- _Work required_: Copy every line of the records below word for word, with nothing changed, added, or left out.
(begin)
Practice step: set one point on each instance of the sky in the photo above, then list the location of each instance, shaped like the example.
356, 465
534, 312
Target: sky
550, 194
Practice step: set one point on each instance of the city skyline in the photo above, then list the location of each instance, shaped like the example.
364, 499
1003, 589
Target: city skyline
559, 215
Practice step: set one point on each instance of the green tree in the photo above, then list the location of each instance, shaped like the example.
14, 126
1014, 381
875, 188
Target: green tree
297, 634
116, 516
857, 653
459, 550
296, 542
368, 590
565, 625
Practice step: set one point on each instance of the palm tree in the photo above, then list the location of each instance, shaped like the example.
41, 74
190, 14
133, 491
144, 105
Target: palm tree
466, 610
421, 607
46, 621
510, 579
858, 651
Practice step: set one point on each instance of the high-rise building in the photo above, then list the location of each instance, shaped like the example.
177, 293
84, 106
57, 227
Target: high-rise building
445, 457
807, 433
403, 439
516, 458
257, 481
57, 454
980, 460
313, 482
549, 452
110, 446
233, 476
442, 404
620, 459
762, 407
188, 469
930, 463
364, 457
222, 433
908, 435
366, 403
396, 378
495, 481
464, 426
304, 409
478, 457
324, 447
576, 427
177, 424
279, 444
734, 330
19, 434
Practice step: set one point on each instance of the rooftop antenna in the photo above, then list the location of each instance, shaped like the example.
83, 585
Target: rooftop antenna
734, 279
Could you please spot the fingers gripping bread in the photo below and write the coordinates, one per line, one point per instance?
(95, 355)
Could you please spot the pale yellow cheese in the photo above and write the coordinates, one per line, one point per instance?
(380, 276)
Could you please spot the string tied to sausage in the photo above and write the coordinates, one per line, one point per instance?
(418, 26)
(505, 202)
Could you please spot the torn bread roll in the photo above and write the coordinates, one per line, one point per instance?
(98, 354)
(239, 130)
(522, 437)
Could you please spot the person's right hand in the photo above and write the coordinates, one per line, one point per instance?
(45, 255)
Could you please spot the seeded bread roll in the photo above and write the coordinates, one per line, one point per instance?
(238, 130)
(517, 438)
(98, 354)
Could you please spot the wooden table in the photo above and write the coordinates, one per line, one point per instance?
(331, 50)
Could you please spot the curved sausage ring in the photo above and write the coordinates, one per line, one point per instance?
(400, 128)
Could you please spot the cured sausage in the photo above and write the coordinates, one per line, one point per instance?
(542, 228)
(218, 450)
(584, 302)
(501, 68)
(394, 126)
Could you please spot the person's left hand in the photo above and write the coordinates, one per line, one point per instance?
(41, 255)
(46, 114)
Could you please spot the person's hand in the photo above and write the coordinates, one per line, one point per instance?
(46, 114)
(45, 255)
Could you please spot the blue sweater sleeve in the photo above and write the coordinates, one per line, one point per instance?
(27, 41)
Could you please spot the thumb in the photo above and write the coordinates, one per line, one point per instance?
(end)
- _Expected answer_:
Practice step: set one point on each instance of the sky in the photo above, then list the location of each instance, shaped like the example.
356, 465
534, 312
Target: sky
550, 194
Practice step: set one point on each instance of the city skyline in the photo above, then list the location of each instance, shaped like the example.
364, 499
1003, 589
Target: city skyline
559, 215
Practice step: set one point on each instance of the green tree in the photo above, then list the location of each instance, shaped like the example.
14, 126
1014, 381
875, 188
Target: green tree
297, 634
116, 516
857, 653
459, 550
296, 542
368, 590
565, 625
Practice step: set one point on each instance of the palm tree in the photo above, then list the location of each instance, shaped like the example.
41, 74
190, 14
133, 491
144, 105
Target: palm tree
466, 610
421, 607
46, 621
510, 579
858, 651
Practice step: set one point on each instance of the high-rise building in the photo above, then list the location of each instance, shaped like the example.
177, 293
84, 106
57, 227
Target: high-rise building
445, 457
807, 433
403, 439
516, 458
257, 481
57, 454
980, 460
313, 482
549, 452
110, 446
233, 476
442, 404
620, 459
762, 407
188, 469
930, 463
364, 457
222, 433
908, 435
366, 403
396, 378
495, 481
464, 426
304, 409
478, 457
324, 447
576, 427
177, 424
279, 444
734, 330
19, 434
Practice step: set one point on each instance of the rooftop antenna in the photo above, then list the location of each instance, shaped like the example.
83, 585
Target: rooftop antenna
734, 279
Could you please spot the fingers gripping bread in the photo below and write the coordinates, one per line, one point per instance?
(95, 355)
Could you please spot the pale yellow cheese in the photo above and write the coordinates, one per line, one point per instance?
(380, 276)
Could you please spot the string tied to sausage in the photo above and write the coordinates, one per line, one point per instance?
(418, 26)
(505, 202)
Could you please spot the torn bread roll in the photo above and write the coordinates, one per line, one point per instance?
(98, 354)
(239, 130)
(522, 437)
Could you please spot the person's right hand in the photo above and write the coordinates, one per line, one point per instance?
(45, 255)
Could you please spot the seeded bread roll in the photo above and write the coordinates, one per line, one point per instance?
(238, 130)
(517, 438)
(98, 354)
Could you please spot the wooden table in the photo above and write the coordinates, one per line, one point per instance?
(331, 50)
Could you please spot the curved sausage ring in the photo above and write the coordinates, one per line, one point per instance?
(400, 128)
Could you please spot the cured sausage in the photo above and write the coordinates, one per line, one point per instance?
(542, 228)
(218, 450)
(584, 302)
(501, 68)
(394, 126)
Could you please spot the person's left hand in the photo above and write the coordinates, one per line, one point per instance?
(41, 255)
(46, 114)
Could you please spot the person's hand in the photo above and write the coordinates, one per line, one point per instance?
(46, 114)
(45, 255)
Could you please spot the blue sweater sleeve in the photo above and write the coordinates, one per line, one point per instance?
(27, 41)
Could you please spot the thumb in the photo above and write the coordinates, one per line, one point per instance?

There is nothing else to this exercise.